### Required task
Images do not belong in the copy. Retype all the entries below exactly.

### Data extract
>> Start

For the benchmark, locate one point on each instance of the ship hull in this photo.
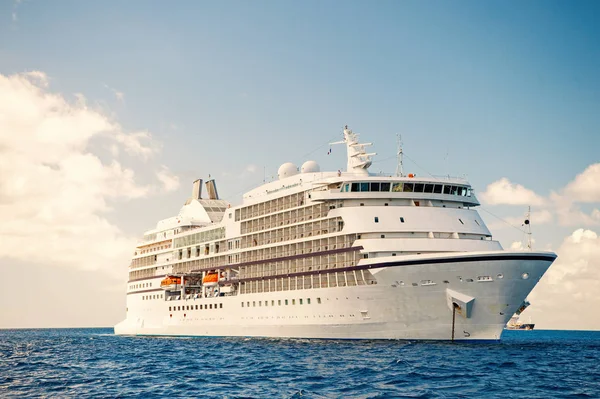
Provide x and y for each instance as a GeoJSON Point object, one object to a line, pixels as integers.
{"type": "Point", "coordinates": [458, 296]}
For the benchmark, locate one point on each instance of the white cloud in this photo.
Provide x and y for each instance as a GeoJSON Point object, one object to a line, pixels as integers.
{"type": "Point", "coordinates": [569, 213]}
{"type": "Point", "coordinates": [54, 190]}
{"type": "Point", "coordinates": [586, 186]}
{"type": "Point", "coordinates": [568, 294]}
{"type": "Point", "coordinates": [504, 192]}
{"type": "Point", "coordinates": [169, 181]}
{"type": "Point", "coordinates": [119, 95]}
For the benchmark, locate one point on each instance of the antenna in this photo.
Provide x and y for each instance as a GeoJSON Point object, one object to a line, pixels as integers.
{"type": "Point", "coordinates": [527, 224]}
{"type": "Point", "coordinates": [399, 167]}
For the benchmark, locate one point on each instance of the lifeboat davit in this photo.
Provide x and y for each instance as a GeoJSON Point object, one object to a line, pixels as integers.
{"type": "Point", "coordinates": [170, 283]}
{"type": "Point", "coordinates": [210, 280]}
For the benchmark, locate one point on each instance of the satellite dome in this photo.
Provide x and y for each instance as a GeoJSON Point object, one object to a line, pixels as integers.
{"type": "Point", "coordinates": [310, 167]}
{"type": "Point", "coordinates": [286, 170]}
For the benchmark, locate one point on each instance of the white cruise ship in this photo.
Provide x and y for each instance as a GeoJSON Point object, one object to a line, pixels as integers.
{"type": "Point", "coordinates": [337, 255]}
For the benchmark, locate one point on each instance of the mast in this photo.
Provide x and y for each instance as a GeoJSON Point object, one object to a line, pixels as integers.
{"type": "Point", "coordinates": [527, 224]}
{"type": "Point", "coordinates": [358, 159]}
{"type": "Point", "coordinates": [399, 167]}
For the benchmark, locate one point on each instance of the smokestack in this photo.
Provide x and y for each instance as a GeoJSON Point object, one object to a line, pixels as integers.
{"type": "Point", "coordinates": [211, 188]}
{"type": "Point", "coordinates": [197, 189]}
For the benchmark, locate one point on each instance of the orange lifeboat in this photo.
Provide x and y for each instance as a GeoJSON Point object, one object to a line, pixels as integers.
{"type": "Point", "coordinates": [211, 279]}
{"type": "Point", "coordinates": [170, 283]}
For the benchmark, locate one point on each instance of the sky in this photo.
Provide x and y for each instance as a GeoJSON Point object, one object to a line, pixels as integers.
{"type": "Point", "coordinates": [109, 110]}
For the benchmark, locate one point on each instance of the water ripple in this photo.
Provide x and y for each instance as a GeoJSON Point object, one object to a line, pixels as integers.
{"type": "Point", "coordinates": [95, 363]}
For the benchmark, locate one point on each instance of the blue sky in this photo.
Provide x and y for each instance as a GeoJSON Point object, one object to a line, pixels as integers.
{"type": "Point", "coordinates": [488, 89]}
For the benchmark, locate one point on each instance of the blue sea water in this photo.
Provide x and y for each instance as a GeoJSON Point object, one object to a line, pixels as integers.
{"type": "Point", "coordinates": [95, 363]}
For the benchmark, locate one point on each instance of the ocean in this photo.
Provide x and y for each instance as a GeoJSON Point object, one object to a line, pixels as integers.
{"type": "Point", "coordinates": [81, 363]}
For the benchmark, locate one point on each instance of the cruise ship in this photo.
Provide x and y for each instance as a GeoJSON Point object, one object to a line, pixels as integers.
{"type": "Point", "coordinates": [330, 255]}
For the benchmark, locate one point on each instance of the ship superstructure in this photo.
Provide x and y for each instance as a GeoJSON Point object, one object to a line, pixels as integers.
{"type": "Point", "coordinates": [330, 255]}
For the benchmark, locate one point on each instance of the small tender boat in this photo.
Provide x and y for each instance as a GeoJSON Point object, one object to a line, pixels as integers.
{"type": "Point", "coordinates": [210, 280]}
{"type": "Point", "coordinates": [171, 283]}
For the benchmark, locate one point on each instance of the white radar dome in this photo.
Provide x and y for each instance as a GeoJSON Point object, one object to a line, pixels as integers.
{"type": "Point", "coordinates": [286, 170]}
{"type": "Point", "coordinates": [310, 167]}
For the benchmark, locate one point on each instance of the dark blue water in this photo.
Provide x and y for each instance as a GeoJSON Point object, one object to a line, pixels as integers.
{"type": "Point", "coordinates": [95, 363]}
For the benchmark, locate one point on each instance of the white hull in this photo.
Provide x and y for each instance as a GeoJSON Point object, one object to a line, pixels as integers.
{"type": "Point", "coordinates": [386, 310]}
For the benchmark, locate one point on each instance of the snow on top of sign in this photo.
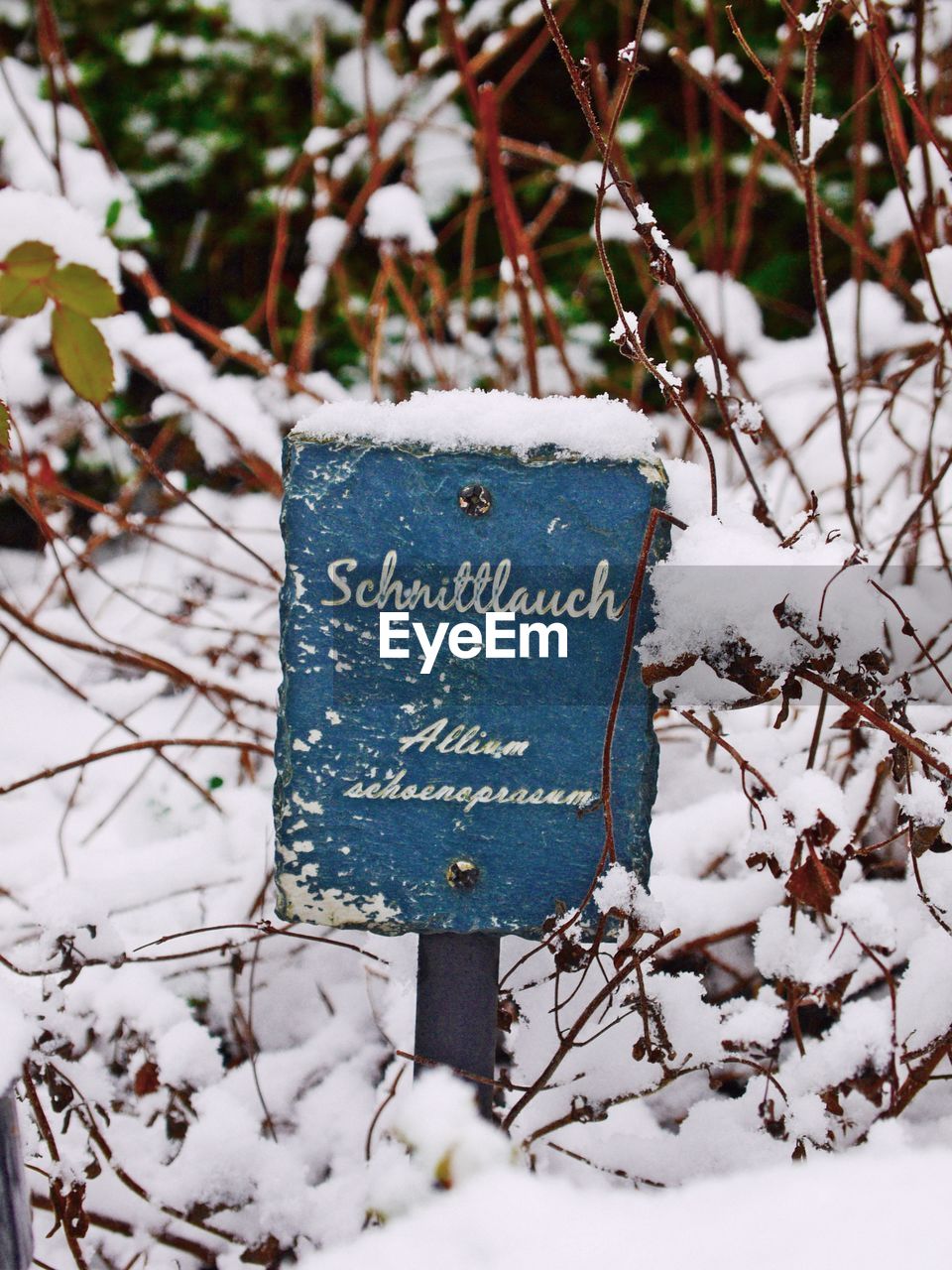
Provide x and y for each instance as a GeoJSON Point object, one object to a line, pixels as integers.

>> End

### Reply to the exercise
For the benchmark, locate one point on each instance of the ship hull in this photo.
Provide x and y for each instance as a GeoJSON Point object, one object to a line, pixels as integers.
{"type": "Point", "coordinates": [458, 296]}
For the benchmark, locate one point on each instance of the white cloud in this photo.
Provide x and y for each instance as a GeoJSON Point object, one object to a line, pixels as integers.
{"type": "Point", "coordinates": [569, 213]}
{"type": "Point", "coordinates": [54, 190]}
{"type": "Point", "coordinates": [586, 186]}
{"type": "Point", "coordinates": [568, 294]}
{"type": "Point", "coordinates": [504, 192]}
{"type": "Point", "coordinates": [169, 181]}
{"type": "Point", "coordinates": [119, 95]}
For the benchmark, locate one point on each instance of the antenna in this photo.
Provide x and y for each instance as a GeoJSON Point object, one object to a line, pixels as integers.
{"type": "Point", "coordinates": [527, 224]}
{"type": "Point", "coordinates": [399, 167]}
For the benchmark, locate one point on each instance of the lifeboat davit in this photo.
Provide x and y for each instance as a GeoJSON Point object, one object to a line, pixels as integers.
{"type": "Point", "coordinates": [170, 283]}
{"type": "Point", "coordinates": [210, 280]}
For the benchmark, locate one point on each instance of the satellite dome in this photo.
Provide x and y for each instance as a GeoJSON Point object, one object to a line, pixels as integers.
{"type": "Point", "coordinates": [310, 167]}
{"type": "Point", "coordinates": [286, 170]}
For the benchmark, locate one point on each instance of the white cruise ship in this photo.
Provide x and y for each instance as a GeoJSON Point object, one object to a line, pixels as integers.
{"type": "Point", "coordinates": [337, 255]}
For the benchmark, locate one point on each instance of the mast in this photo.
Provide x and y for each instance as a GeoJSON Point object, one object to a line, pixels as integers.
{"type": "Point", "coordinates": [527, 224]}
{"type": "Point", "coordinates": [358, 159]}
{"type": "Point", "coordinates": [399, 167]}
For the benchmark, locate one point on each instance of the smokestack in this photo.
Provide x and y for each instance as a GeoJSON Point object, one object to a line, pixels as integers.
{"type": "Point", "coordinates": [211, 188]}
{"type": "Point", "coordinates": [197, 189]}
For the benchmark, locate one point on each instance of the orange lifeboat in this photo.
Provide x and y for each instance as a GeoJSON Point object, one object to a line, pixels as integers.
{"type": "Point", "coordinates": [211, 279]}
{"type": "Point", "coordinates": [170, 283]}
For the benchmark, locate one point on each instance of the sky in this photo.
Provide x and y for each instance as a GeoJSON Point object, one object to a line, pixels as integers.
{"type": "Point", "coordinates": [109, 110]}
For the benchmark, locate one point on each instance of the water ripple in this photo.
Provide x and y for each instance as a GeoJSON Point object, one object to a line, pixels as integers.
{"type": "Point", "coordinates": [95, 363]}
For the benchmark, locate one point on each instance of the blue sky in this photo.
Provide x and y for each instance as a GeoJSON Point object, one object to a line, pixels as integers.
{"type": "Point", "coordinates": [488, 89]}
For the benchmark, locate one point on each instance of the blue sea water in this photo.
Provide x and y for each instance as a GeoJSON Point object, one object to a line, pixels as integers.
{"type": "Point", "coordinates": [95, 363]}
For the benchmark, locate one point on each instance of the ocean in this photo.
Provide x and y for each instance as a GeoJSON Point object, one object to a line, pixels as integers.
{"type": "Point", "coordinates": [81, 363]}
For the benchmark, locate one point on each instance of the cruise ship in this photo.
Provide x and y for each instance as a GeoJSON Point object, one object to a line, pixels as integers.
{"type": "Point", "coordinates": [330, 255]}
For the benchmark, locate one point on each instance of the ship superstructure in this photo.
Provide x and y for each instance as a GeoJSON Point object, one object to a line, pixels as integers.
{"type": "Point", "coordinates": [330, 255]}
For the benchmark, locate one point on each instance of the small tender boat in this photo.
Provide x and y for each instance as a GeoJSON Point object, one object to a line, pixels as integers.
{"type": "Point", "coordinates": [210, 280]}
{"type": "Point", "coordinates": [171, 283]}
For the benchmark, locate one point on each instance of the white radar dome in this photo.
Provide x and y for each instance as a GeoJSON Point object, one object to a line, pixels as integers.
{"type": "Point", "coordinates": [286, 170]}
{"type": "Point", "coordinates": [310, 167]}
For the benchmark, locate one point on each instance of the dark blue water in this photo.
Provide x and y for each instance as a GeoJSON Point object, one object to a line, pixels as integers.
{"type": "Point", "coordinates": [95, 363]}
For the benchmark, locate one point on each instance of the white hull in this photo.
Provide x and y for each instance as a GeoJSON Point object, one object to a line, pixels as integers.
{"type": "Point", "coordinates": [386, 310]}
For the benchmark, locate one point on each instance of the snow on top of sign in this photo.
Provide x and y for each instance as a GeoJSON Point object, one object to a line, pixels as integers.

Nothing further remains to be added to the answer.